▶ TASK INSTRUCTIONS:
Copy out all of the rows below, replacing each instance of "indicate" with "mark" and keeping everything else the same.

__________

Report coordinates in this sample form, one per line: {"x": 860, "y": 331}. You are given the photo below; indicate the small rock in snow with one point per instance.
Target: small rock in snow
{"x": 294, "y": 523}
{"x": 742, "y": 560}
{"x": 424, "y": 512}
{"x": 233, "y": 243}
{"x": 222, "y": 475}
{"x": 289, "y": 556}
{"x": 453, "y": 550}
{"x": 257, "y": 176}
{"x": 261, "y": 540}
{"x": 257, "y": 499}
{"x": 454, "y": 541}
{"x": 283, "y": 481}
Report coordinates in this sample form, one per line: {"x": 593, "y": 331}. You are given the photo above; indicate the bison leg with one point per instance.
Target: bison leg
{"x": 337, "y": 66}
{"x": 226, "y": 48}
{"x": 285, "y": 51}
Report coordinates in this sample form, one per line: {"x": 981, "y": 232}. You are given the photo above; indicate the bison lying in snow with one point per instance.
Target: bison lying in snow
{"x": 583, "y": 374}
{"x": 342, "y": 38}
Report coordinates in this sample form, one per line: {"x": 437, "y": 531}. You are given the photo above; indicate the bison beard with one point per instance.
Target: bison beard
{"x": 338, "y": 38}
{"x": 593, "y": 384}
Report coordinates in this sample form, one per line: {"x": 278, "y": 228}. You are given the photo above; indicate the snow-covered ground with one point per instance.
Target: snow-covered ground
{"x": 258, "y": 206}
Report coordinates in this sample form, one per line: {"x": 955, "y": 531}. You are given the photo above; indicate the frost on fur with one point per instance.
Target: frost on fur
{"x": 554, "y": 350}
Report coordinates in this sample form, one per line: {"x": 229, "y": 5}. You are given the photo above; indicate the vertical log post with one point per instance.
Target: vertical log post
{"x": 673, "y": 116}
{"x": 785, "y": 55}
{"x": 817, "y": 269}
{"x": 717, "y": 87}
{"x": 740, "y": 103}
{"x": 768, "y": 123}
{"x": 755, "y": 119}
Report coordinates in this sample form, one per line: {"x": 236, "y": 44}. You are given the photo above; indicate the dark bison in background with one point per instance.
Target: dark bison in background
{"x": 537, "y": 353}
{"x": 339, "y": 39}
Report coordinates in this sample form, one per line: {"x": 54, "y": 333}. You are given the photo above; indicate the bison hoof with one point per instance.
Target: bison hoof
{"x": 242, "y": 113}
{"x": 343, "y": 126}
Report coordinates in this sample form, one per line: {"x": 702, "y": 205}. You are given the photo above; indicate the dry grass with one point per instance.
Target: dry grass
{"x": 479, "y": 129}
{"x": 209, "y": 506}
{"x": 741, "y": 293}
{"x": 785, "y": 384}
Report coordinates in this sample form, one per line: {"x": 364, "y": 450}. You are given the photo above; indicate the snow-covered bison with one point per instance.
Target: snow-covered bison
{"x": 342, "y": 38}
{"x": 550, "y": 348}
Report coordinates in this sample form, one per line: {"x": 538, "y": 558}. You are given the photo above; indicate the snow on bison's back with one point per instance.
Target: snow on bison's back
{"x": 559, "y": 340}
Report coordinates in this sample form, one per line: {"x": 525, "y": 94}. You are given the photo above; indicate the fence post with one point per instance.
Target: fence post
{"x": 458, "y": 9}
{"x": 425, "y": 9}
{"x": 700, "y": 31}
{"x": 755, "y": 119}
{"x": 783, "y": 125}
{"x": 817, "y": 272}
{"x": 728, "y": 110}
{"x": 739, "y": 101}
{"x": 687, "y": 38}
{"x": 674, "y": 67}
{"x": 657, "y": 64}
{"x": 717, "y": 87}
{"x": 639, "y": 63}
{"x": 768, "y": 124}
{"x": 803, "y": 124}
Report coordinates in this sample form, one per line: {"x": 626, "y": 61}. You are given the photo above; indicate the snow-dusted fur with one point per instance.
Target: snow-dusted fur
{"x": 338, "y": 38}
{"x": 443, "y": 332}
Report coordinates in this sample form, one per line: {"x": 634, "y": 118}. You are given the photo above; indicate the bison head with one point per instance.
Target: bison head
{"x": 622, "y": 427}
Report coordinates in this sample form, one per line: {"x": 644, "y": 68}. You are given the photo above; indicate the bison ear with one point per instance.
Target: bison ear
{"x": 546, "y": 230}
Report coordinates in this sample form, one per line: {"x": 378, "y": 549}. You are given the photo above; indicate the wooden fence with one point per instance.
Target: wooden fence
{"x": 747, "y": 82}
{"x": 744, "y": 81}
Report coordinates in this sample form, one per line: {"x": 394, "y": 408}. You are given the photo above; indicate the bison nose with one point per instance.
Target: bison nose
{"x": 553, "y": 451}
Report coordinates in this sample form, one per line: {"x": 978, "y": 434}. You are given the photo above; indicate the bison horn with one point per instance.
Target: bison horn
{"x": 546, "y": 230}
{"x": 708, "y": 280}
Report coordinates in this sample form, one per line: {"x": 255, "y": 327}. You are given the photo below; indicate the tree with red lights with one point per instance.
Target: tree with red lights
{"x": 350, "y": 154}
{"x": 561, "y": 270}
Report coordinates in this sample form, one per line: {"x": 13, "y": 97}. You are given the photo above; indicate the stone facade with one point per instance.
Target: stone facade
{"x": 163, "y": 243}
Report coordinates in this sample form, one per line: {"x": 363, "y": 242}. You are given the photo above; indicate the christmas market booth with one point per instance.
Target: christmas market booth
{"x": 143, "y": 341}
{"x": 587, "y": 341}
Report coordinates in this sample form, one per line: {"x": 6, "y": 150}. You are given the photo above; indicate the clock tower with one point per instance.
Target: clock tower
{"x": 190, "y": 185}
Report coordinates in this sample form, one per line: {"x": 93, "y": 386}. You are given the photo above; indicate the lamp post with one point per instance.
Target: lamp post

__________

▶ CORRECT OUTPUT:
Report coordinates in this sample form, one per line: {"x": 860, "y": 331}. You are given the photo below; mark the small rock in snow with one point per instance.
Target: small rock in snow
{"x": 294, "y": 523}
{"x": 742, "y": 560}
{"x": 424, "y": 512}
{"x": 233, "y": 243}
{"x": 222, "y": 475}
{"x": 289, "y": 556}
{"x": 453, "y": 550}
{"x": 257, "y": 176}
{"x": 261, "y": 540}
{"x": 257, "y": 499}
{"x": 454, "y": 541}
{"x": 283, "y": 481}
Report coordinates in this sample form, one per line: {"x": 593, "y": 331}. You are given the photo above; mark the bison leg with one point per instance.
Target: bison leg
{"x": 337, "y": 66}
{"x": 226, "y": 48}
{"x": 285, "y": 51}
Report coordinates in this sample form, one per line: {"x": 981, "y": 232}. You are given the photo above; mark the bison lying in snow with one point per instance.
Target: bison lying in snow
{"x": 583, "y": 374}
{"x": 342, "y": 38}
Report coordinates in this sample form, one per line: {"x": 437, "y": 531}. You are given the photo above; mark the bison beard with one point per instance.
Target: bison beard
{"x": 338, "y": 38}
{"x": 593, "y": 384}
Report coordinates in this sample form, one per line: {"x": 278, "y": 228}. You are given the photo above; mark the snow-covered ground with one point per instance.
Target: snow-covered ground
{"x": 258, "y": 206}
Report coordinates in this sample form, one per line: {"x": 955, "y": 531}. You are given the photo above; mark the frost on fur with one point per instance.
Target: frost on fur
{"x": 554, "y": 350}
Report coordinates in this sample form, one per line: {"x": 229, "y": 5}. You are given the photo above; mark the vertical log post with one point per instance.
Target: vertical log post
{"x": 673, "y": 116}
{"x": 785, "y": 55}
{"x": 817, "y": 269}
{"x": 717, "y": 87}
{"x": 740, "y": 103}
{"x": 768, "y": 123}
{"x": 755, "y": 119}
Report coordinates in this sample form, one per line: {"x": 236, "y": 44}. You are given the photo above; mark the dark bison in background with one point per instance.
Target: dark bison in background
{"x": 537, "y": 353}
{"x": 339, "y": 39}
Report coordinates in this sample form, one per line: {"x": 54, "y": 333}. You are given the photo above; mark the bison hoof with one point per instance.
Target: bison hoof
{"x": 242, "y": 113}
{"x": 343, "y": 126}
Report coordinates in this sample form, one per line: {"x": 702, "y": 205}. You are given the photo above; mark the dry grass with one point per instance.
Target: dry grass
{"x": 479, "y": 129}
{"x": 209, "y": 506}
{"x": 741, "y": 293}
{"x": 785, "y": 384}
Report coordinates in this sample form, one per line: {"x": 364, "y": 450}. You are given the photo above; mark the snow-covered bison with one point per instance.
Target: snow-covered bison
{"x": 342, "y": 38}
{"x": 550, "y": 348}
Report coordinates in this sample form, one per line: {"x": 538, "y": 558}. You are given the photo above; mark the snow on bison's back with one point per instance.
Target: snow on bison's back
{"x": 559, "y": 340}
Report coordinates in this sample form, one per line: {"x": 525, "y": 94}. You are given the photo above; mark the fence post with one point per instance.
Target: fence post
{"x": 458, "y": 9}
{"x": 425, "y": 9}
{"x": 700, "y": 31}
{"x": 755, "y": 119}
{"x": 783, "y": 125}
{"x": 817, "y": 272}
{"x": 728, "y": 110}
{"x": 739, "y": 101}
{"x": 687, "y": 38}
{"x": 674, "y": 67}
{"x": 657, "y": 64}
{"x": 717, "y": 87}
{"x": 639, "y": 63}
{"x": 768, "y": 124}
{"x": 803, "y": 124}
Report coordinates in this sample form, one per line: {"x": 626, "y": 61}. You are given the photo above; mark the snow-dusted fur with one point per instance.
Target: snow-dusted fur
{"x": 338, "y": 38}
{"x": 443, "y": 332}
Report coordinates in this sample form, one per line: {"x": 634, "y": 118}. You are given the photo above; mark the bison head with one point per instance.
Target: bison head
{"x": 622, "y": 427}
Report coordinates in this sample form, one per line: {"x": 644, "y": 68}. You are given the photo above; mark the bison ear with one point per instance.
Target: bison ear
{"x": 546, "y": 230}
Report coordinates in this sample form, one per line: {"x": 378, "y": 549}. You are given the photo above; mark the wooden fence with one point per instance.
Target: wooden fence
{"x": 747, "y": 82}
{"x": 744, "y": 81}
Report coordinates in this sample form, one per line: {"x": 394, "y": 408}. You are given the photo above; mark the bison nose with one point per instance.
Target: bison nose
{"x": 553, "y": 451}
Report coordinates in this sample form, one per line: {"x": 978, "y": 434}. You are given the photo above; mark the bison horn with one point per instance.
Target: bison horn
{"x": 546, "y": 230}
{"x": 708, "y": 280}
Report coordinates in this sample form, one per line: {"x": 255, "y": 327}. You are given the photo below; mark the tree with red lights with one point per instance.
Target: tree with red lights
{"x": 350, "y": 154}
{"x": 561, "y": 270}
Report coordinates in this sample form, one per line: {"x": 13, "y": 97}. You are given the photo above; mark the stone facade with one point per instance.
Target: stone facade
{"x": 163, "y": 243}
Report coordinates in this sample form, one per line: {"x": 363, "y": 242}. You are given the photo above; mark the christmas market booth with one point per instance.
Target: christmas market booth
{"x": 143, "y": 341}
{"x": 587, "y": 341}
Report coordinates in this sample form, one per line: {"x": 6, "y": 150}. You are given the photo above; mark the clock tower with one point per instance.
Target: clock tower
{"x": 190, "y": 185}
Report coordinates in this sample form, one per line: {"x": 93, "y": 386}. You are given the photo above; mark the lamp post with one point per instance.
Target: lamp post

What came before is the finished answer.